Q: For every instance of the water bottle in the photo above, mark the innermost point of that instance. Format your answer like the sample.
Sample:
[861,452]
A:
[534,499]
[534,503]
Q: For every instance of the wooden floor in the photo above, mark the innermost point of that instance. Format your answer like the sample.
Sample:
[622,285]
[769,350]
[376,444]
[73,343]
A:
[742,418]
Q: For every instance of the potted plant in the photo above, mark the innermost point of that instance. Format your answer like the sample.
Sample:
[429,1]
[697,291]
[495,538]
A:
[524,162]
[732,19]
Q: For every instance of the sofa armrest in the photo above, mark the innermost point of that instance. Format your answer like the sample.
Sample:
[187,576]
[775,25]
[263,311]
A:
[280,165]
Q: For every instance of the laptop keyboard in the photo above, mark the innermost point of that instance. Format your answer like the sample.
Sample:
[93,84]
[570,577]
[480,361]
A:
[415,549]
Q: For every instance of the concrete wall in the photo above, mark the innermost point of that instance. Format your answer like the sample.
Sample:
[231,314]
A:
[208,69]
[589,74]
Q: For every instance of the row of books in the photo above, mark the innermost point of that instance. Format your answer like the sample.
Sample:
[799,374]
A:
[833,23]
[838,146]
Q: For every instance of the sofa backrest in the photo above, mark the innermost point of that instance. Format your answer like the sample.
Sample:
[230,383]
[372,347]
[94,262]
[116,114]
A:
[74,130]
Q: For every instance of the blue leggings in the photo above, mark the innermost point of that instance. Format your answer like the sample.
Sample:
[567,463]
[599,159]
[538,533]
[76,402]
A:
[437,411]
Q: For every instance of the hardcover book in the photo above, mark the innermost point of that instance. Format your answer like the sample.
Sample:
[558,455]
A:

■ **INSTRUCTIONS TO FOLLOW**
Update every one of the items above by replacing "innermost point" with "central point" wherever it occurs, and keep all other text the same.

■ **RESPONSE**
Q: For every instance of the water bottle in the photo above, mark the central point of that instance. Format your answer like the sample.
Sample:
[861,452]
A:
[534,499]
[534,503]
Q: For every instance of the wooden floor in the photo above, mark the central point of that instance. Format your answer like the sample.
Sample:
[622,285]
[769,350]
[376,444]
[73,343]
A:
[742,418]
Q: For every instance of the potted plant in the photo above, mark the central point of that instance. Format your answer like the sample.
Sample:
[429,1]
[697,291]
[495,538]
A:
[524,162]
[732,19]
Q: For every instance of the sofa armrest in the photo above, mark the central point of that instance. Format your answer like the sample.
Sample:
[187,576]
[775,25]
[263,311]
A:
[280,165]
Q: For every instance of the laptop keyboard in the photo above, mark the central point of that instance. Format your answer like the sample.
Sample:
[93,84]
[570,577]
[480,361]
A:
[415,549]
Q: For every instance of the concrete wall in the photo above, mark the central point of that instance. Format your answer like the sample.
Sample:
[231,314]
A:
[208,69]
[589,74]
Q: For every instance of the row of books in the photo above, mark the central point of that instance. Format your answer like the sample.
Sample:
[799,374]
A:
[833,23]
[838,146]
Q: For every instance of the sofa backrest in the photo above, mark the central point of that instance. Format your answer like the sample.
Sample:
[230,383]
[372,347]
[94,262]
[116,114]
A:
[74,130]
Q: For every instance of the blue leggings in the photo above, mark the central point of that instance. Format your answer like the sample.
Sample:
[567,463]
[599,159]
[538,533]
[76,402]
A:
[437,411]
Q: For every instance of the hardcover book in the photo above, mark the central point of that instance. Format your answer like the sample.
Sample:
[558,455]
A:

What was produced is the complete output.